In a personal reflection, Dr Raj Aseervatham FIEAust CPEng, National President of Engineers Australia, reveals key lessons from a career in engineering – and how growing up in Africa transformed his perspective on practitioners.
After some months in the role of National President and Chair at Engineers Australia, I am still taken aback, on a nearly-daily basis, by the transformative power of engineering and the sheer acceleration of technology.
I get to see a lot of engineering, routinely, that makes me feel proud and worthy of being an engineer.
I also have a deep pang of impostor syndrome most weeks, because the engineering I’ve done is – to be frank – quite mundane compared with some of the exemplary engineering I get to see in this rewarding role.
I am often asked why I studied engineering. First, I experienced its impact.
I grew up in Africa in the 1960s and 1970s, where countries were gaining independence from colonial rule at an average rate of about two countries per year. I grew up mostly in Ghana, Nigeria, Zambia and Malawi. My father was a STEM teacher (before the term was invented) and had plenty of work in countries that were effectively reinventing their educational system.
There was also systemic under-investment in basic engineering infrastructure in those countries. Some of the smaller towns and villages we lived in had little or intermittent access to running water and electricity. I remember one particular town we lived in, a tiny place called Mkushi, where we had electricity from 5:00 to 8:00, courtesy of a diesel generator. I would have to cram all after-school activities, including dinner and homework, before lights went out and things got decidedly harder via a kerosene lamp.
Witnessing heroes
After some months of this, we received news that power lines were coming to town. I noticed the construction that heralded reticulated energy: the towers along the horizon. I asked my father who they were – these people on the hill with their machinery – and he responded with one word: “engineers”. Three months later I was doing my homework at 9:30 without light-induced anxiety. The days were longer; time was now elastic. Six months later, we were watching McEnroe and Borg play Wimbledon, a hemisphere away.

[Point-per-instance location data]
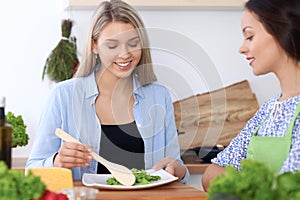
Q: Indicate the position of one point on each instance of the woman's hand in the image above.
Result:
(73, 155)
(171, 166)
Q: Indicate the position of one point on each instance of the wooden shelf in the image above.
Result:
(163, 4)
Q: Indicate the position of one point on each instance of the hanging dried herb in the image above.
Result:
(62, 62)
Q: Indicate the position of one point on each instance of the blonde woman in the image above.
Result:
(113, 104)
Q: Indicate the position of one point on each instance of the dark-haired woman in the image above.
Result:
(271, 31)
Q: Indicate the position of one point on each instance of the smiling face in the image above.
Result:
(119, 49)
(260, 48)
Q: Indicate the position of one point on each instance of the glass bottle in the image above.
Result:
(5, 136)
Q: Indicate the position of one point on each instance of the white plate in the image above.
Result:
(99, 180)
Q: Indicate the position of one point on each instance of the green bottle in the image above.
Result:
(5, 136)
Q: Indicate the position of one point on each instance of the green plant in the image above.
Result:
(62, 62)
(19, 135)
(14, 185)
(255, 181)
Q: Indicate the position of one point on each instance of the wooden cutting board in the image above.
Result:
(214, 117)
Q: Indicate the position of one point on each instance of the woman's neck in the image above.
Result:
(290, 81)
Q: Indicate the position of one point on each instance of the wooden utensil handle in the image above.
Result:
(65, 136)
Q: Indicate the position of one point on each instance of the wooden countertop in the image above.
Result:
(194, 168)
(174, 191)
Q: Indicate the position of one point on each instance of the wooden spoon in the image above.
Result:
(120, 172)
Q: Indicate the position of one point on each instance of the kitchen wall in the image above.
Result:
(194, 51)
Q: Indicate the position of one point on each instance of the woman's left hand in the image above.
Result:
(171, 166)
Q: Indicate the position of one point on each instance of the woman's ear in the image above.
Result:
(94, 47)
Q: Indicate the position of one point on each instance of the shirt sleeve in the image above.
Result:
(236, 151)
(172, 147)
(46, 143)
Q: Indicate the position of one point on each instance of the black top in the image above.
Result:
(121, 144)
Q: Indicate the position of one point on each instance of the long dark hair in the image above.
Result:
(281, 18)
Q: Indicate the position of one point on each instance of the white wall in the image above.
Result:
(31, 29)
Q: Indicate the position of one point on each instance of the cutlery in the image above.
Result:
(124, 175)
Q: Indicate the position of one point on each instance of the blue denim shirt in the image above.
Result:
(71, 107)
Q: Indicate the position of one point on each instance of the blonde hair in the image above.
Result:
(117, 11)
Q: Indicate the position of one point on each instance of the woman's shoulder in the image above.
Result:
(73, 82)
(154, 86)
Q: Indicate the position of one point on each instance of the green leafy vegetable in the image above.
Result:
(14, 185)
(19, 135)
(141, 177)
(255, 181)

### Your assignment
Retype the part of the engineering reflection that begins with "I also have" and ends after "this rewarding role.".

### Solution
I also have a deep pang of impostor syndrome most weeks, because the engineering I’ve done is – to be frank – quite mundane compared with some of the exemplary engineering I get to see in this rewarding role.